■ What you should do
How many lines of the data below contain the string "help"? Reply with the number alone.

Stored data
►
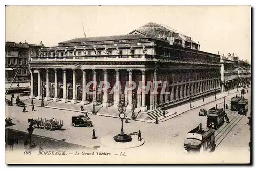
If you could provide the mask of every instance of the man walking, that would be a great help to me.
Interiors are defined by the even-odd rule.
[[[81,107],[80,107],[80,108],[81,108],[81,111],[83,111],[83,107],[82,105],[81,106]]]
[[[96,137],[95,136],[95,131],[94,129],[93,130],[93,139],[96,139]]]
[[[141,141],[141,133],[140,132],[140,130],[139,130],[139,133],[138,134],[138,140]]]

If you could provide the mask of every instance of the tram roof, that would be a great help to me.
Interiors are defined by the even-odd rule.
[[[184,142],[184,144],[186,145],[189,145],[190,146],[198,147],[201,145],[202,143],[201,141],[194,138],[187,138]]]

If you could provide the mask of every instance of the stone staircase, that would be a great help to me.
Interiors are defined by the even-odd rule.
[[[157,109],[156,110],[150,111],[146,113],[146,115],[149,119],[150,120],[152,120],[156,118],[156,116],[157,116],[158,119],[159,119],[159,117],[163,116],[163,110],[161,109]],[[168,112],[166,112],[166,114],[168,113]]]
[[[41,100],[38,100],[36,99],[34,99],[34,104],[37,106],[40,106]],[[48,107],[52,107],[53,108],[59,108],[61,109],[67,109],[68,110],[73,110],[76,112],[80,112],[80,107],[81,104],[79,103],[77,104],[72,104],[70,102],[62,103],[60,101],[59,102],[53,102],[52,101],[44,101],[45,106]],[[31,103],[31,100],[27,99],[24,101],[24,103],[26,104],[30,104]],[[84,112],[88,111],[89,114],[91,114],[92,109],[92,104],[89,104],[88,105],[83,105],[83,109],[84,109],[83,111],[80,111],[81,112]],[[119,118],[119,112],[117,109],[113,108],[113,107],[102,107],[102,105],[99,105],[95,106],[95,110],[96,113],[101,116],[111,116],[112,117],[115,117]],[[129,119],[131,119],[132,118],[132,111],[131,110],[126,110],[125,114],[126,116]],[[138,120],[145,121],[149,121],[150,120],[147,117],[147,115],[145,113],[141,112],[135,112],[135,116],[136,116],[136,119],[138,119]]]

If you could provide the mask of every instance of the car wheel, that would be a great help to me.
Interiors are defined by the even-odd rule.
[[[86,124],[86,127],[91,127],[91,126],[92,126],[92,125],[91,124],[91,123],[87,123]]]

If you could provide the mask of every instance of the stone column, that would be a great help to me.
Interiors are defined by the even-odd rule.
[[[73,98],[71,103],[75,104],[77,103],[76,100],[76,70],[72,69],[73,70]]]
[[[45,97],[45,100],[48,101],[50,100],[51,98],[49,95],[49,69],[46,69],[46,96]]]
[[[94,83],[96,83],[97,82],[97,79],[96,79],[96,75],[97,75],[97,74],[96,74],[96,70],[95,69],[93,69],[92,70],[93,72],[93,82]],[[96,85],[96,83],[95,84],[93,84],[93,90],[95,90],[94,92],[93,92],[93,101],[92,102],[92,103],[93,103],[94,102],[94,100],[96,98],[96,89],[97,88],[97,86]],[[94,94],[94,97],[93,96],[93,95]],[[97,103],[96,103],[96,101],[94,100],[94,102],[95,102],[95,104],[96,105],[96,104]]]
[[[108,70],[104,69],[104,82],[105,83],[104,87],[106,87],[106,83],[108,82]],[[104,107],[107,107],[108,106],[108,89],[106,89],[104,90],[104,94],[103,95],[103,106]]]
[[[188,88],[187,88],[187,96],[190,96],[190,86],[191,86],[191,83],[189,80],[189,81],[188,82]]]
[[[146,106],[146,70],[141,70],[141,72],[142,73],[142,88],[140,110],[142,112],[145,112],[147,111],[147,107]]]
[[[180,99],[182,99],[183,98],[183,84],[182,84],[182,82],[181,82],[180,89]]]
[[[82,98],[81,103],[82,104],[87,104],[87,100],[86,100],[86,71],[85,69],[82,69]]]
[[[195,82],[194,83],[194,94],[196,95],[197,93],[197,83]]]
[[[129,73],[129,87],[132,87],[132,81],[133,81],[133,71],[132,70],[129,69],[128,73]],[[129,90],[128,91],[128,105],[127,106],[127,109],[131,110],[133,108],[132,104],[132,93],[133,91],[132,90]]]
[[[41,84],[42,83],[42,81],[41,81],[41,70],[38,70],[38,95],[37,97],[37,99],[42,99],[42,96],[41,95],[41,91],[42,90],[41,86]]]
[[[31,69],[29,72],[30,72],[30,95],[29,98],[31,99],[35,98],[35,95],[34,95],[34,79],[33,78],[34,70]]]
[[[184,91],[183,91],[183,95],[184,95],[184,98],[185,98],[187,97],[187,83],[185,83],[184,85]]]
[[[57,69],[54,69],[54,101],[58,101],[59,100],[58,97],[58,81],[57,81]]]
[[[176,90],[175,90],[175,100],[179,100],[179,91],[178,91],[178,89],[179,89],[179,85],[178,85],[178,82],[177,83],[177,84],[176,84]]]
[[[68,101],[68,98],[67,98],[67,75],[66,75],[66,69],[63,69],[62,70],[63,70],[63,98],[61,100],[61,102],[66,103]]]
[[[118,91],[116,92],[116,93],[115,93],[115,94],[116,95],[116,103],[115,103],[115,104],[114,104],[114,105],[115,105],[116,107],[117,107],[117,106],[119,104],[119,102],[120,102],[119,89],[119,88],[121,88],[121,87],[118,85],[119,82],[119,69],[115,69],[115,71],[116,72],[116,84],[117,86],[117,87],[116,87],[116,89],[118,89]]]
◄
■ Completed task
5